### Short task
Every line of the material is to be repeated exactly as it stands.

(Stored data)
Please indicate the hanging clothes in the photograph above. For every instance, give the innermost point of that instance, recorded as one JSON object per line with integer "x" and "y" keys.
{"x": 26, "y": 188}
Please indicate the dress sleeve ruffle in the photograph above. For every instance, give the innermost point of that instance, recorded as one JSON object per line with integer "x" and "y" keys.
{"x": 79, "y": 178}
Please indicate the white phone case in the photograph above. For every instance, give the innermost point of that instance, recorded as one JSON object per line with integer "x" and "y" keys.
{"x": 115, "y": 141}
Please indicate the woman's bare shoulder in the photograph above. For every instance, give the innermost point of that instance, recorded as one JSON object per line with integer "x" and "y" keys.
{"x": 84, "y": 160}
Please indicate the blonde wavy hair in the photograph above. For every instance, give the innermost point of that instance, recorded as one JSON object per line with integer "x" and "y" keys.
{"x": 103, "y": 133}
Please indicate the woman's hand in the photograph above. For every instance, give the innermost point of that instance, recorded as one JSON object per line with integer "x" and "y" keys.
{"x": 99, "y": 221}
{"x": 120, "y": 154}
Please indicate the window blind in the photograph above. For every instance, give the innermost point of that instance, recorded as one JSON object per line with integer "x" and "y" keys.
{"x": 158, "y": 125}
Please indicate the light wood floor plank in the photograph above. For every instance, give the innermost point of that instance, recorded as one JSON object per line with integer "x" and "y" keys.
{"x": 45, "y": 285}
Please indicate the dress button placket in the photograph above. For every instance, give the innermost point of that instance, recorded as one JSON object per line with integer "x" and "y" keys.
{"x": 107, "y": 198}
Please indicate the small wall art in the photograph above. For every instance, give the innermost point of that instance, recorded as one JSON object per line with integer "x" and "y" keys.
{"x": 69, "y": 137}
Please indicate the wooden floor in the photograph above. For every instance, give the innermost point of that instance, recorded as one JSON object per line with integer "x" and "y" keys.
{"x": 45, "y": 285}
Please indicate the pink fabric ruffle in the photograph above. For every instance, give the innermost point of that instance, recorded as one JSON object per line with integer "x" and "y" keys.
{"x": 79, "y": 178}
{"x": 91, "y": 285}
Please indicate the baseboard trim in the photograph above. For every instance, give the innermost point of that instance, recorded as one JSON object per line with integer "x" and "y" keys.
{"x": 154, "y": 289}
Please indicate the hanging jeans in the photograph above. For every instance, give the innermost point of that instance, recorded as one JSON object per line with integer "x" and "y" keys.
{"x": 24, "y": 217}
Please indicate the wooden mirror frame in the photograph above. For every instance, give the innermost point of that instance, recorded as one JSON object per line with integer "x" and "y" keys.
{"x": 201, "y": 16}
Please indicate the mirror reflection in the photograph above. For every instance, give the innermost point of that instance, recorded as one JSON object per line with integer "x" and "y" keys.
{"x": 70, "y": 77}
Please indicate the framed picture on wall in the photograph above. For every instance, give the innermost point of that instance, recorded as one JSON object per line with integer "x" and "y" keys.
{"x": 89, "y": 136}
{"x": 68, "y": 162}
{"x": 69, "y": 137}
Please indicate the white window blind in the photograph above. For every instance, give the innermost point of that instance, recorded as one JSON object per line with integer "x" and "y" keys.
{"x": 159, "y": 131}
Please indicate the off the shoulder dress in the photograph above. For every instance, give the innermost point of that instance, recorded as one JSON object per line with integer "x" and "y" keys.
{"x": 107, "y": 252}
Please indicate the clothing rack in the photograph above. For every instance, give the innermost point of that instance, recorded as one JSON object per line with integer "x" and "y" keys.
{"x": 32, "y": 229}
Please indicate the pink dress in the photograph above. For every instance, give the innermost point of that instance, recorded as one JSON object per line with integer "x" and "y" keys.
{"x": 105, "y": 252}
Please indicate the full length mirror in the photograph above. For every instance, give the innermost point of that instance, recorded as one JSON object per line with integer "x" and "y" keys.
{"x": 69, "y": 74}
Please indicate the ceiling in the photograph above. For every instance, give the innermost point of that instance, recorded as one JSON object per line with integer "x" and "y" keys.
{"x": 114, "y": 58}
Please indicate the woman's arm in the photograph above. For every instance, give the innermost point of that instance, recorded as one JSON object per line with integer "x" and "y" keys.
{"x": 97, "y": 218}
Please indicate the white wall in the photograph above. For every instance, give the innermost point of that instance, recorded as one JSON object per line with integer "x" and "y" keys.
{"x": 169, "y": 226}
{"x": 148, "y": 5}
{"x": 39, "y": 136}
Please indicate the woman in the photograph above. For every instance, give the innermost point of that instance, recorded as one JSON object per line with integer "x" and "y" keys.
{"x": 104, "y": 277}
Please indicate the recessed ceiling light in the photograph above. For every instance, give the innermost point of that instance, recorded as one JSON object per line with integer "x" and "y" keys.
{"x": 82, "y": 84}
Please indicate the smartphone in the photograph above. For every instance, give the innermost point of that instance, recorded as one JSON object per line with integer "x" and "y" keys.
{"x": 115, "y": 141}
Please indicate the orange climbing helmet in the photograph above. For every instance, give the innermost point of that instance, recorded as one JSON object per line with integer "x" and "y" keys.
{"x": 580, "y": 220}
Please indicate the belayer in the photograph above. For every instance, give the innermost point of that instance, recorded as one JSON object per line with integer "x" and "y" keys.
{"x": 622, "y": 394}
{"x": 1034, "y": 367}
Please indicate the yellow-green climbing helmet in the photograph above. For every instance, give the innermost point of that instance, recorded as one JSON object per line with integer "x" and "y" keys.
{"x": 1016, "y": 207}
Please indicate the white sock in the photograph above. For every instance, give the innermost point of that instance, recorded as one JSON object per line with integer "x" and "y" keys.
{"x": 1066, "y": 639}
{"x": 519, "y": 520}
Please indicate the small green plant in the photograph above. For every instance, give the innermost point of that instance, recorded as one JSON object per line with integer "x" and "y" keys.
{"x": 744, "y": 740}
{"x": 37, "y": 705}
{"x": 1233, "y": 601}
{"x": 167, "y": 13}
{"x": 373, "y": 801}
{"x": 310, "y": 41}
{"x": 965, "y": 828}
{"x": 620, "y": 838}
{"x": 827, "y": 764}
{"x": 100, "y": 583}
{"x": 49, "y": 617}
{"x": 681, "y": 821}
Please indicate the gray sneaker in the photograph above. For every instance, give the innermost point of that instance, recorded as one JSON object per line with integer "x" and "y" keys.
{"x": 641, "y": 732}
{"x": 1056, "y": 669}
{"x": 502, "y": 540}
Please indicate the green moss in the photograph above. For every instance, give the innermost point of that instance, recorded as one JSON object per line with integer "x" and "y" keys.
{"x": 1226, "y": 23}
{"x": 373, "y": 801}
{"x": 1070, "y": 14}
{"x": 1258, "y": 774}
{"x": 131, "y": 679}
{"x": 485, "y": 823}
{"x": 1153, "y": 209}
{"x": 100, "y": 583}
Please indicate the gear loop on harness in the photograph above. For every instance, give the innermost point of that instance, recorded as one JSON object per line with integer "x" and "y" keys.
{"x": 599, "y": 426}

### Response to this task
Please indicate the hanging clothes in the photograph above. For every instance, give the innermost point of that instance, recorded as one JSON object per line with integer "x" and "y" keys.
{"x": 26, "y": 188}
Please indicate the dress sleeve ruffle in the photograph above. For every instance, give the innermost point of that instance, recorded as one JSON object per line with integer "x" and "y" keys.
{"x": 79, "y": 178}
Please indicate the white phone case in the photograph above. For every instance, give the innermost point of that instance, recorded as one JSON object per line with integer "x" and "y" keys.
{"x": 115, "y": 141}
Please indicate the woman's bare shoulder in the photograph above. For every instance, give the innermost point of that instance, recorded as one JSON object per line with integer "x" and "y" keys.
{"x": 84, "y": 160}
Please indicate the blonde wavy hair in the photograph above. For every instance, give the innermost point of that instance, recorded as one JSON object per line with integer "x" and "y" keys.
{"x": 103, "y": 133}
Please indicate the woman's hand in the photograph above. For every instance, give the innermost point of that instance, recorded as one JSON object per line with integer "x" and "y" keys.
{"x": 99, "y": 221}
{"x": 120, "y": 154}
Please indicate the window blind in the photograph above. For every instance, give the innermost point of that instance, recorded as one JSON object per line with integer "x" and "y" keys.
{"x": 158, "y": 125}
Please indicate the light wood floor plank in the photograph above. For every instance, give the innermost point of that instance, recorded as one JSON object per line with integer "x" and "y" keys.
{"x": 45, "y": 285}
Please indicate the dress button placket in the photograph above. For every instance, give the innermost point of that instance, recorded as one JSON object per line with integer "x" and "y" keys.
{"x": 107, "y": 198}
Please indicate the small wall art in the photograph above. For every instance, give the innermost point of that instance, recorded as one JSON object per line with integer "x" and "y" keys.
{"x": 69, "y": 137}
Please indicate the wooden floor in the photograph above. For every instance, give the innermost point of that instance, recorded as one JSON object per line with integer "x" and "y" keys.
{"x": 45, "y": 285}
Please indicate the pink fabric ruffle in the photograph above. For every instance, give the innermost point of that instance, recorded as one JSON object per line with integer "x" and "y" keys.
{"x": 79, "y": 178}
{"x": 91, "y": 285}
Please indicate the baseboard trim in the photograph above. For every instance, give the innermost point of that instance, recorded as one JSON object per line with integer "x" and "y" keys.
{"x": 154, "y": 289}
Please indicate the hanging jeans in the photograph above. For every instance, give the innermost point of that instance, recorded as one JSON object per line with integer "x" and "y" keys.
{"x": 24, "y": 217}
Please indicate the wooden mirror frame in the photograph above. For every instance, give the innermost point of that instance, recorded as one JSON object per line with integer "x" and "y" keys.
{"x": 201, "y": 16}
Please indicate the mirror reflection in the photograph above. For every instance, give the innermost point of that instance, recorded as one JSON object per line with integer "x" and "y" keys.
{"x": 70, "y": 77}
Please indicate the framed picture on wall in the photograph above. For every instance, give the innermost point of that instance, recorded as one JSON object per line with integer "x" and "y" keys.
{"x": 89, "y": 136}
{"x": 68, "y": 162}
{"x": 69, "y": 137}
Please indicate the white window blind in the photograph above. For every instance, give the innermost point of that instance, recorded as one JSON object per line with integer "x" and "y" keys.
{"x": 159, "y": 131}
Please indicate the off the shoulder dress in the photograph above. For every instance, give the innermost point of that instance, recorded as one JSON object per line with integer "x" and "y" keys.
{"x": 107, "y": 252}
Please indicate the clothing rack in the photograph above. For every instance, give the innermost point of that instance, recorded as one JSON object per line with integer "x" and "y" keys.
{"x": 32, "y": 229}
Please indicate the pink dress in the photograph above. For every instance, give the innermost point of that instance, recorded as one JSON object per line with integer "x" and "y" keys.
{"x": 105, "y": 252}
Please indicate the full length mirror in the photograph above. For every instance, give the innermost point of that instance, recorded as one JSON object per line with integer "x" and "y" keys.
{"x": 69, "y": 74}
Please indicate the ceiling in the photograph above. For every instance, give the innermost point of that instance, recorded as one JSON object per line with integer "x" and "y" keys.
{"x": 114, "y": 58}
Please indicate the woman's arm in the photograph above. For every instance, give the innermost point of that instance, recorded as one JSON object per line with integer "x" and "y" keys.
{"x": 97, "y": 218}
Please indicate the white wall in the photograph above. For every instance, give the innermost point of that instance, recorded as one JSON object per line with integer "x" and "y" keys.
{"x": 169, "y": 226}
{"x": 148, "y": 5}
{"x": 39, "y": 136}
Please indicate the woman in the photograph above. For every instance, give the innermost point of that instance, recorded as one JSON object per line with integer "x" and "y" keys.
{"x": 104, "y": 277}
Please indicate the recessed ceiling light in the photograph above. For every instance, give the innermost point of that instance, recorded as one JSON object per line with integer "x" and "y" keys.
{"x": 82, "y": 84}
Please indicate the smartphone in the photograph above. For every instance, give the innermost point of that instance, recorded as one JSON object per line with integer "x" and "y" keys.
{"x": 115, "y": 141}
Please indicate the orange climbing helmet in the photograph above. For every instance, give the innermost point of that instance, recorded as one JSON object per line with integer "x" and "y" keys.
{"x": 580, "y": 220}
Please indicate the belayer in the photograph above. For every instance, give the innermost point of that instance, recorded as one JSON object per line with integer "x" and "y" keys.
{"x": 622, "y": 394}
{"x": 1034, "y": 367}
Please indicate the yellow-green climbing helmet in the photograph above. For every instance, give the innermost point of that instance, recorded as one JSON object per line with integer "x" and "y" keys.
{"x": 1016, "y": 207}
Please indicate the white sock in the photograph above. For every instance, give the innermost point of that instance, recorded as one JSON object per line with integer "x" and "y" keys.
{"x": 1066, "y": 639}
{"x": 519, "y": 520}
Please indicate the small green plant in the photograph above. For every instance, give the innermost point of that instance, recorded as one JSON object per line with integer "x" and "y" keys.
{"x": 744, "y": 740}
{"x": 37, "y": 705}
{"x": 1233, "y": 601}
{"x": 167, "y": 13}
{"x": 373, "y": 801}
{"x": 310, "y": 41}
{"x": 965, "y": 828}
{"x": 620, "y": 838}
{"x": 827, "y": 764}
{"x": 100, "y": 583}
{"x": 49, "y": 617}
{"x": 681, "y": 821}
Please indicate the gray sneaker in the photograph above. For every instance, give the innermost point of that instance, recorded as one JSON object per line with integer "x" and "y" keys.
{"x": 641, "y": 732}
{"x": 1056, "y": 669}
{"x": 502, "y": 540}
Please indicate the green moss in the photograph above. For every instance, give the innermost point of that instance, recorded as one JSON object per line with integer "x" and "y" keys.
{"x": 1226, "y": 23}
{"x": 373, "y": 801}
{"x": 1070, "y": 14}
{"x": 1258, "y": 774}
{"x": 131, "y": 679}
{"x": 485, "y": 823}
{"x": 1153, "y": 209}
{"x": 100, "y": 583}
Please indicate the gear loop on harness in the photograph above. For every instance, give the innermost point of that instance, recorded as one JSON object per line with integer "x" and "y" keys.
{"x": 599, "y": 426}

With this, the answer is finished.